___ Provided information
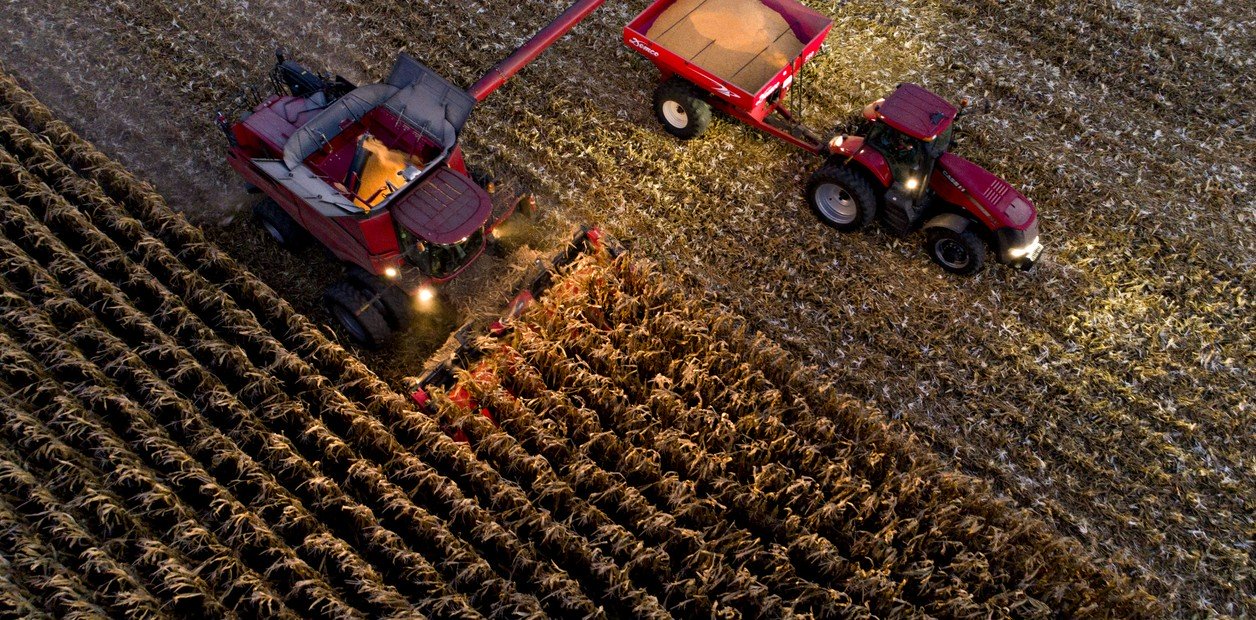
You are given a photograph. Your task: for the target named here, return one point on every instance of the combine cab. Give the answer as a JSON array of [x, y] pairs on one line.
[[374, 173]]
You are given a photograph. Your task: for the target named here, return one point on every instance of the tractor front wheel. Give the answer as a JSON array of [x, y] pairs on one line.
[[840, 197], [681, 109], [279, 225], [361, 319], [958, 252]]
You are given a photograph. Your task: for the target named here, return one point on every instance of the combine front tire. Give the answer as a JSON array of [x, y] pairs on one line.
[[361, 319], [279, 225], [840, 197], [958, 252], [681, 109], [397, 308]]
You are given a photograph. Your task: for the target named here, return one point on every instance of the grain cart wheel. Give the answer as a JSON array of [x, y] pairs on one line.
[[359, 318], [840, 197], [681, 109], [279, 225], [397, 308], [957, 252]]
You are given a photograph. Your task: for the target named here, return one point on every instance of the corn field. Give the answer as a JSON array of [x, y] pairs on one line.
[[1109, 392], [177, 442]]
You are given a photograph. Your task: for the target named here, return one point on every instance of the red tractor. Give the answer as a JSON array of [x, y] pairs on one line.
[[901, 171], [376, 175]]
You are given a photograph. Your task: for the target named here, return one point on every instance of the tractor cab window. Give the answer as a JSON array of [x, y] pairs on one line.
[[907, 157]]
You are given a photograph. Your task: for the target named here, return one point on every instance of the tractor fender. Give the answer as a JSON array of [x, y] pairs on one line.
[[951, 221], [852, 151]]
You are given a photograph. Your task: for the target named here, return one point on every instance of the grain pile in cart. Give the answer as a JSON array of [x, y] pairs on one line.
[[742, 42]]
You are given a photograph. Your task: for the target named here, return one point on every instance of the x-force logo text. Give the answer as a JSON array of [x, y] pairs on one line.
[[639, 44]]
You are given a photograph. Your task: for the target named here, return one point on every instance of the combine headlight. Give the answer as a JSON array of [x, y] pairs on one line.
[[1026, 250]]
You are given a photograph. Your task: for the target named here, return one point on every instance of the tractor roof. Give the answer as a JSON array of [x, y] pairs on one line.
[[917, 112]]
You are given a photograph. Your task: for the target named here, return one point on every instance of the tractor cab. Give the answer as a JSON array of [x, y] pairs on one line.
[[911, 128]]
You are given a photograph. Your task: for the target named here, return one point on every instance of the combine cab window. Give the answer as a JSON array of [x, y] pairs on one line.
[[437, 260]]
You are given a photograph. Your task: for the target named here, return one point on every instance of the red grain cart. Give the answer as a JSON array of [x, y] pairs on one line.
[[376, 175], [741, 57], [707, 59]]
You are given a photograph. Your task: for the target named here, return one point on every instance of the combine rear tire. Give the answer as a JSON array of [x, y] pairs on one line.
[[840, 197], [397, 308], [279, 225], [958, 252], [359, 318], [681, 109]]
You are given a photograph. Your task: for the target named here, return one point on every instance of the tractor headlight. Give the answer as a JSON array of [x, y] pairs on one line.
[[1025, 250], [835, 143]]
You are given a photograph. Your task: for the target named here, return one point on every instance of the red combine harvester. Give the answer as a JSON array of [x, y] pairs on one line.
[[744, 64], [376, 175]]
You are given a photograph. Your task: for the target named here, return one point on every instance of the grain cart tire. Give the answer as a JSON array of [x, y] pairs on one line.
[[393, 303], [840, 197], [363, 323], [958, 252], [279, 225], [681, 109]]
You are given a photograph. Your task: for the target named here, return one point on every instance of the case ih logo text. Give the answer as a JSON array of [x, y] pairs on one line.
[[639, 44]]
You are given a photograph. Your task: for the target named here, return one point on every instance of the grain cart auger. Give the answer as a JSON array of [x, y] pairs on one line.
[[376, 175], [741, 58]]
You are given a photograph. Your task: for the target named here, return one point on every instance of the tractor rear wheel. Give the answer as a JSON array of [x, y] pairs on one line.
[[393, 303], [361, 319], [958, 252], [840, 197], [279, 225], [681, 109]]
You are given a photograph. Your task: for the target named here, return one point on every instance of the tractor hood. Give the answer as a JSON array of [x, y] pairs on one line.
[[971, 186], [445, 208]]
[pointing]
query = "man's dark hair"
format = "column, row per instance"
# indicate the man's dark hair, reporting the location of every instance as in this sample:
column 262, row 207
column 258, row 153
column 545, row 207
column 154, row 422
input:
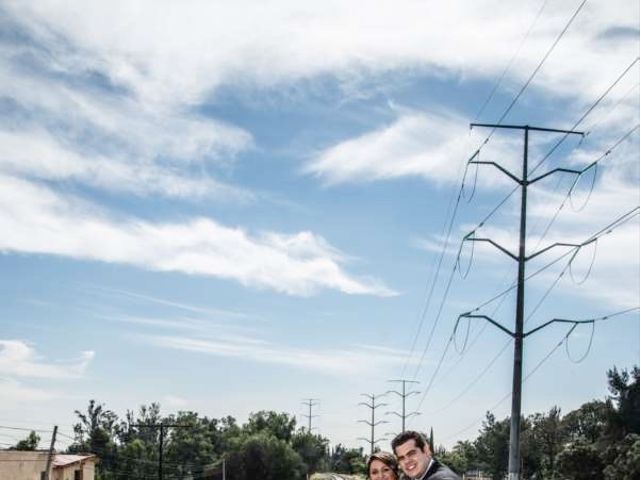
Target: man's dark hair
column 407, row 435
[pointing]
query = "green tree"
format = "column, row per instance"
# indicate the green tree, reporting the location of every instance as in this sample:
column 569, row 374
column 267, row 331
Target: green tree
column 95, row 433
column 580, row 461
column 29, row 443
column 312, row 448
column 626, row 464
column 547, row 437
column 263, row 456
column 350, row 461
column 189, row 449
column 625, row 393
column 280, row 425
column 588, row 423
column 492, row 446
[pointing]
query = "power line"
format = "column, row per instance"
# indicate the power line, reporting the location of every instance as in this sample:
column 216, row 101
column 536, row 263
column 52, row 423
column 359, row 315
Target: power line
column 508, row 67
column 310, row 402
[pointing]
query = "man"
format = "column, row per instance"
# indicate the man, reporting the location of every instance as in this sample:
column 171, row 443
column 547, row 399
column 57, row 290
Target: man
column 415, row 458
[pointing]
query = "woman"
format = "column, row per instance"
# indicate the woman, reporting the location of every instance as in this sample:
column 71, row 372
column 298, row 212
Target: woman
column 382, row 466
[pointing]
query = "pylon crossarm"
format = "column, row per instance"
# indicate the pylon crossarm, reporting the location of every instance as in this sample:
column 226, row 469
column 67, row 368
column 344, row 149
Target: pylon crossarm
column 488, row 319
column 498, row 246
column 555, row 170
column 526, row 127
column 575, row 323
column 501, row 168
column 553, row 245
______
* [Work order]:
Repeat each record as given. No picture belongs in the copy.

* [Reply]:
You are given a photograph. Your task: for the target named here, return one point on every instance of the combine cab. Give the answer as a JSON array of [x, y] pairs on one line.
[[374, 173]]
You are given a photograph. Your task: for the target named here, return one point on every instance of the tractor front wheel. Give the answer as a JSON array of [x, y] pairs on one line.
[[840, 197], [681, 109], [279, 225], [361, 319], [958, 252]]
You are given a photograph. Your task: for the target named here, return one point on every instance of the combine front tire. Give the answer as a JSON array of [x, y] pairs on one line.
[[361, 319], [279, 225], [840, 197], [958, 252], [681, 109], [397, 308]]
You are given a photograph. Your task: for the target named here, return one point on every instance of the grain cart wheel. Give the answer as a JSON array of [x, y] pairs on one line.
[[359, 318], [840, 197], [681, 109], [279, 225], [397, 308], [957, 252]]
You are given a photograph. Your task: for the target named here, return one point on every instance of the corn field. Give the answer as a JSON array of [x, y] pairs on one line.
[[1109, 392], [177, 442]]
You are given a photograph. Your task: for the target named here, return one point on every instance of the red tractor. Give the answer as a JSON array of [x, y] pairs on one line.
[[901, 171], [376, 175]]
You are given a photograph. Your task: for the target named here, return one point on every instance of the tractor cab window. Give the answer as a JSON array of [x, y] pairs on one line.
[[907, 157]]
You are given a photograph. Your task: for the target named here, return one point on every instance of the tractor fender. Give the answer as a JSON array of [x, y] pairs on one line.
[[951, 221], [852, 151]]
You are given a photograph. Your task: for the target named here, return one point on every instance of the grain pile in cart. Give the answer as a JSON array of [x, y] pairs on one line.
[[742, 42]]
You are given a photograph. Your task: for the target named here, return one point on every instance of the x-force logo text. Give the answer as a JSON array of [x, y] pairs on one line.
[[639, 44]]
You are given a photograph. Your task: for the target named here, return one point on every instance of the combine headlight. Give the answer as a JSON array of [x, y] pairs on one line.
[[1026, 250]]
You are given a photograph. Your task: for the target named here, return one point on every instance of the tractor roof. Give the answer as a JSON array of [x, y] pairs on one line.
[[917, 112]]
You are given a photograph. Your task: for the target named here, return one point on every instance of the tractor cab. Give the answer as a JSON array of [x, y] pairs on one line.
[[911, 128]]
You are given a photograph. Your task: for the target named here, return one point on every instance of the combine cab window. Give the answer as a JSON array of [x, y] pairs on one line.
[[437, 260]]
You are given a photograph. Your task: for the target named here, return one point on every instance of the red grain cart. Give the answer as a JSON array of [x, y] pairs on one line.
[[376, 175], [741, 57], [707, 59]]
You are given a photograph. Your task: for the target named here, return one point on every instance of the combine rear tire. Give the answer as a JSON array of [x, y] pairs on one line.
[[840, 197], [397, 308], [279, 225], [958, 252], [359, 318], [681, 109]]
You are given a photograph. Your task: for the target named here, return one point on every instance of the tractor headlight. Give the answer as a JSON array of [x, y] pairs on one line.
[[1025, 250], [835, 143]]
You are given a photograph. Your task: for the target named here, return one point on every instance of the red combine harvester. Give the answer as a JSON array of [x, y] pairs on one line.
[[744, 64], [376, 175]]
You are given a photograph. Your task: for the target named here, return one point on every instance of the grain cart tire. Give the answer as a JSON array of [x, y] pairs on one line.
[[393, 303], [840, 197], [363, 323], [958, 252], [279, 225], [681, 109]]
You are given a photograph. Your task: for the target named here, return one point on every instance of the case ih logo text. Give the answer as a JSON array of [x, y] pairs on one line.
[[639, 44]]
You are given a photograph. Your task: for the target named here, return one point on every instance of the grain cart auger. Give the answer as a JSON array of [x, y] pairs on one line.
[[376, 175], [741, 58]]
You are given a photograph. Your task: for the target named here, return one point on every instance of the tractor rear wheel. Give the answer as a JSON array of [x, y] pairs on one line.
[[393, 303], [361, 319], [958, 252], [840, 197], [279, 225], [681, 109]]
You are given a photograph. Your task: for the target named here, return one point on every instance of the tractor hood. Give the answer as a JSON array of [x, y] pairs on one line.
[[971, 186], [445, 208]]
[pointing]
query = "man's dark hair"
format = "column, row per instance"
# indicate the man's dark hair, reporting the location of every instance as in this sample:
column 262, row 207
column 258, row 153
column 545, row 207
column 154, row 422
input:
Target: man's dark hair
column 407, row 435
[pointing]
query = "green tree"
format = "column, row per instance"
# indicate the green tree, reporting the location of every instance as in this sample:
column 569, row 374
column 267, row 331
Target: green tree
column 95, row 433
column 580, row 461
column 29, row 443
column 312, row 448
column 626, row 464
column 547, row 437
column 263, row 456
column 350, row 461
column 189, row 449
column 625, row 393
column 280, row 425
column 588, row 423
column 492, row 446
[pointing]
query = "power line"
format = "column, row per instance"
# indicate the power line, reporting the location of every instance as in this sample:
column 216, row 101
column 536, row 263
column 52, row 423
column 359, row 315
Target: power line
column 508, row 67
column 310, row 402
[pointing]
query = "man"
format = "column, row per instance"
# indicate the man, reporting the location of every instance as in this sample:
column 171, row 443
column 547, row 399
column 57, row 290
Target: man
column 415, row 458
[pointing]
query = "woman"
format = "column, row per instance"
# indicate the woman, reporting the location of every instance as in this sample:
column 71, row 372
column 298, row 212
Target: woman
column 382, row 466
[pointing]
query = "pylon crossarm"
format = "column, row per instance"
# indicate the pylon crossarm, reporting the location of every instance as in this sample:
column 226, row 469
column 67, row 368
column 344, row 149
Target: pylon crossarm
column 488, row 319
column 498, row 246
column 555, row 170
column 526, row 127
column 575, row 323
column 501, row 168
column 553, row 245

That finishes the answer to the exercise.